#### Dataset entries:
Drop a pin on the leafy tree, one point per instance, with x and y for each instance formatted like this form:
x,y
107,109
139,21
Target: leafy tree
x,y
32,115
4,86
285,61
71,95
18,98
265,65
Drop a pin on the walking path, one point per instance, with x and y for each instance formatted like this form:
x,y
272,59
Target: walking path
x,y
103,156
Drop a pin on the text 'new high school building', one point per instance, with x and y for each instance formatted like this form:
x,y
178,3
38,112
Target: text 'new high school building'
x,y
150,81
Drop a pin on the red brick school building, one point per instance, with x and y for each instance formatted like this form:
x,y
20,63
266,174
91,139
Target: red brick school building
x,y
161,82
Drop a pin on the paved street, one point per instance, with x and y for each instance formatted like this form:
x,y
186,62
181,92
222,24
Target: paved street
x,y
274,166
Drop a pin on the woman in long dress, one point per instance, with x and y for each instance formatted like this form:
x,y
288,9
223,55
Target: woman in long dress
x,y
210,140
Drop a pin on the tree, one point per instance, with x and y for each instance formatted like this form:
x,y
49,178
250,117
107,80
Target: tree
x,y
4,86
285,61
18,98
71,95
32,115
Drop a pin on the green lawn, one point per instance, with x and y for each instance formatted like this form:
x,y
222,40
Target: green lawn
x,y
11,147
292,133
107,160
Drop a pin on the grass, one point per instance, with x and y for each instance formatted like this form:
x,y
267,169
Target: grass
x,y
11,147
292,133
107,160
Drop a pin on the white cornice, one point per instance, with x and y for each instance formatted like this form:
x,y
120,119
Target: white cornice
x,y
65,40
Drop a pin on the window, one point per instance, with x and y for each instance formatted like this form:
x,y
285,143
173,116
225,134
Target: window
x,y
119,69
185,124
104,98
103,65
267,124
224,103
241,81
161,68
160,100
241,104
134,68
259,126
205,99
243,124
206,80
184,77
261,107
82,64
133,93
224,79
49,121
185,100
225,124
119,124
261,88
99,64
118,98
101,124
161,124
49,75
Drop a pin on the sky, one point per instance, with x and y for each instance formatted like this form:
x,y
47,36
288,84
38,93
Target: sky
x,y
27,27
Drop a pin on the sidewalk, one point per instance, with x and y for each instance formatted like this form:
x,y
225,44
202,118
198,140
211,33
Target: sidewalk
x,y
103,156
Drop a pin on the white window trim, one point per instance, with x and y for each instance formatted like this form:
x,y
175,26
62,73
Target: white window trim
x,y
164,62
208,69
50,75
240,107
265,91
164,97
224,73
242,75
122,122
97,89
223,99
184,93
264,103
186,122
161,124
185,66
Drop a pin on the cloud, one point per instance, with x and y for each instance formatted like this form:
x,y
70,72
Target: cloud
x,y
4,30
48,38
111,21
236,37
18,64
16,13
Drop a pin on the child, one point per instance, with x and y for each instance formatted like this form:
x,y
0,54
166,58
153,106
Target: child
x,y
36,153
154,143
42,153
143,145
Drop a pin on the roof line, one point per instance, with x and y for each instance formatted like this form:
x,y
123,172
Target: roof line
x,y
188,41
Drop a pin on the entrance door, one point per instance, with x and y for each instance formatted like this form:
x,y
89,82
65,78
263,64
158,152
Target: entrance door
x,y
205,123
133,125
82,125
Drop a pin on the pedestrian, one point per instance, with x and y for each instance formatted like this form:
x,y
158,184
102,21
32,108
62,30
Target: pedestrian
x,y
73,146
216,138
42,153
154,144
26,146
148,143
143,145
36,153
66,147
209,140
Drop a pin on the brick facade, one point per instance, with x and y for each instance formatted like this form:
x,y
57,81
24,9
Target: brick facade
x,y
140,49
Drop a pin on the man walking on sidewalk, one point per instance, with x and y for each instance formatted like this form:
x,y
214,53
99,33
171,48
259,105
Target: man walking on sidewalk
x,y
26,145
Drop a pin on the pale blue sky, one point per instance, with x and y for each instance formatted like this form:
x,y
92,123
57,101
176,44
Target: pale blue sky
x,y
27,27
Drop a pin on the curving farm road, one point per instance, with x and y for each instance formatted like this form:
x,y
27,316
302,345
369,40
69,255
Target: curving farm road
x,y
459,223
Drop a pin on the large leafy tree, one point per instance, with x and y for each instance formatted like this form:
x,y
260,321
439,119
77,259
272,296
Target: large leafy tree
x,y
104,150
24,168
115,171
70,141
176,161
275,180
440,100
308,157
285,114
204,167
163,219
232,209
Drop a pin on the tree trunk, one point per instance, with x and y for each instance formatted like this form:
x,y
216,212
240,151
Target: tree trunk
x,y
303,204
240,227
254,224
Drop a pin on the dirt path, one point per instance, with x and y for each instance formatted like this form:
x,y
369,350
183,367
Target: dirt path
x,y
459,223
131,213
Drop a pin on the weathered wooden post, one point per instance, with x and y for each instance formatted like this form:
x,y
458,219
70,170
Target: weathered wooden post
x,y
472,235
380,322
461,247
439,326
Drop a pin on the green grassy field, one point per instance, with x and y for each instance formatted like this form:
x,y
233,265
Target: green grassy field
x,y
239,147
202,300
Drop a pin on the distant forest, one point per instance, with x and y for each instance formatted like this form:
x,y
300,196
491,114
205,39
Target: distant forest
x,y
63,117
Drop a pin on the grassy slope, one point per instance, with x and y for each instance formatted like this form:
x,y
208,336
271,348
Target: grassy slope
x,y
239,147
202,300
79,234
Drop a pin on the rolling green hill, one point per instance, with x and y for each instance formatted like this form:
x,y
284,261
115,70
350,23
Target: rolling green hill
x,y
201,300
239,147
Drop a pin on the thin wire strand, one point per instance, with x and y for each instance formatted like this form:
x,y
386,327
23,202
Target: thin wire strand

#### Work request:
The listing above is to be transcribed in full, with no line omitted.

#### Answer box:
Drop a pin on the leafy tree, one point per instance, with x and y for each instance formatted like this form:
x,y
107,109
139,21
Target: leafy tree
x,y
32,115
4,86
285,61
71,95
18,98
265,65
Drop a pin on the walking path, one point per instance, with x and y for each instance formatted like this form:
x,y
272,59
Target: walking path
x,y
103,156
Drop a pin on the text 'new high school building', one point per instance, with x and y for each instance formatted like this form:
x,y
178,3
38,112
Target: text 'new high school building'
x,y
150,81
Drop a pin on the red brick school building, one point per instance, with x and y for each instance formatted like this form:
x,y
20,63
266,174
91,139
Target: red brick school building
x,y
161,82
Drop a pin on the paved street, one point per instance, with x and y for each instance formatted like this form:
x,y
186,62
181,92
222,24
Target: paved street
x,y
274,166
Drop a pin on the woman in long dress, one point per instance, with x and y for each instance formatted like this form:
x,y
288,9
223,55
Target: woman in long dress
x,y
210,140
Drop a pin on the tree, one point per instance, with x and y for each instance formatted like this form:
x,y
49,178
250,117
107,80
Target: tree
x,y
4,86
285,61
18,98
71,95
32,115
Drop a pin on the green lawn, one point per instance, with x and y for each instance formatted like this form:
x,y
222,40
Target: green lawn
x,y
11,147
292,133
107,160
Drop a pin on the grass, one point per instance, with x and y for each instance formatted like this form:
x,y
267,169
Target: grass
x,y
11,147
292,133
107,160
Drop a pin on the white cornice, one point per instance, with x and y for each instance formatted like this form:
x,y
120,119
Target: white cornice
x,y
65,40
Drop a pin on the window, one point per instance, with x and y for each instance formatted like this form:
x,y
285,143
173,116
225,134
Target: window
x,y
119,69
185,124
104,98
103,65
267,124
224,103
241,81
161,68
160,100
241,104
134,68
259,126
205,99
243,124
206,80
184,77
261,107
82,64
133,93
224,79
49,121
185,100
225,124
119,124
261,88
99,64
118,98
101,124
161,124
49,75
Drop a pin on the sky, one point per instance, with x and y for each instance formatted like this form:
x,y
47,36
288,84
38,93
Target: sky
x,y
27,27
Drop a pin on the sidewalk, one point per instance, with x and y for each instance formatted like this form:
x,y
225,44
202,118
198,140
211,33
Target: sidewalk
x,y
103,156
Drop a pin on the white window trim, one point per instance, with x and y for each instance formatted like this form:
x,y
175,26
62,73
Target: white window trim
x,y
164,62
208,69
50,75
240,107
265,91
164,97
224,73
242,75
122,122
97,89
223,99
184,93
264,103
186,122
161,124
185,66
Drop a pin on the cloud, one point per instance, with x and y for each instance formatted like this form:
x,y
70,72
Target: cloud
x,y
4,30
48,38
111,21
236,37
18,64
16,13
Drop a pin on the child, one point per instance, with x and y for each instance formatted like this form:
x,y
0,54
166,58
153,106
Target: child
x,y
36,153
154,143
42,153
143,145
Drop a pin on the roof line, one point per instance, with x and y for each instance formatted like this form:
x,y
123,172
Target: roof line
x,y
188,41
Drop a pin on the entrance door, one point per instance, with x and y for each instance formatted like this form:
x,y
89,82
65,78
263,64
158,152
Target: entrance door
x,y
205,123
133,125
82,125
Drop a pin on the pedestrian, one point per instance, with x and y for each instance formatted like this form:
x,y
158,184
102,21
32,108
62,30
Target: pedestrian
x,y
73,146
216,138
42,153
154,144
26,146
148,143
143,145
36,153
66,147
209,140
Drop a pin on the brick facade, one point per instance, with x and y for each instance formatted like this form:
x,y
57,81
24,9
Target: brick facade
x,y
140,49
Drop a pin on the man walking on sidewalk, one point per instance, with x and y for each instance formatted like this form:
x,y
214,53
99,33
171,48
259,105
Target: man walking on sidewalk
x,y
26,145
Drop a pin on the pale blue sky, one point per instance, with x and y for each instance formatted like this form:
x,y
92,123
57,101
176,44
Target: pale blue sky
x,y
27,27
Drop a pin on the curving farm road, one point per instance, with x and y for each instance formatted like this form:
x,y
27,316
302,345
369,40
69,255
Target: curving farm road
x,y
459,223
Drop a pin on the large leafy tree, one point per instance, with x and y for each instance formatted like this form:
x,y
260,321
439,119
77,259
272,296
Target: large leafy tree
x,y
104,150
24,168
115,171
70,141
176,161
275,180
440,100
308,157
285,114
204,167
163,219
232,209
Drop a pin on the tree trunk, one point per instance, with x and y for each instance formatted like this form:
x,y
216,212
240,151
Target: tree trunk
x,y
303,204
240,227
254,224
Drop a pin on the dirt path, one point per instance, with x and y for each instance formatted like this form:
x,y
369,350
183,367
Target: dirt path
x,y
459,223
131,213
Drop a pin on the weathered wooden post, one point per instance, with x and y for each instance formatted like this form:
x,y
458,219
70,170
Target: weathered wooden post
x,y
472,235
380,322
461,247
439,326
Drop a pin on the green grassy field, one point per instance, with x and y for each instance formatted like this form:
x,y
233,265
Target: green grassy field
x,y
239,147
202,300
Drop a pin on the distant forest, one point per instance, with x and y for each instance formatted like this form:
x,y
300,196
491,114
205,39
Target: distant forest
x,y
63,117
Drop a pin on the grassy slope, one point per instance, with x and y for each instance formatted like this form:
x,y
208,336
271,348
Target: grassy slope
x,y
239,147
202,300
79,234
Drop a pin on the rolling green hill, one point per instance, with x and y for each instance formatted like this form:
x,y
284,261
115,70
350,23
Target: rolling green hill
x,y
201,300
239,147
Drop a pin on the thin wire strand, one point per instance, with x and y for each instance formatted like this form:
x,y
386,327
23,202
Target: thin wire strand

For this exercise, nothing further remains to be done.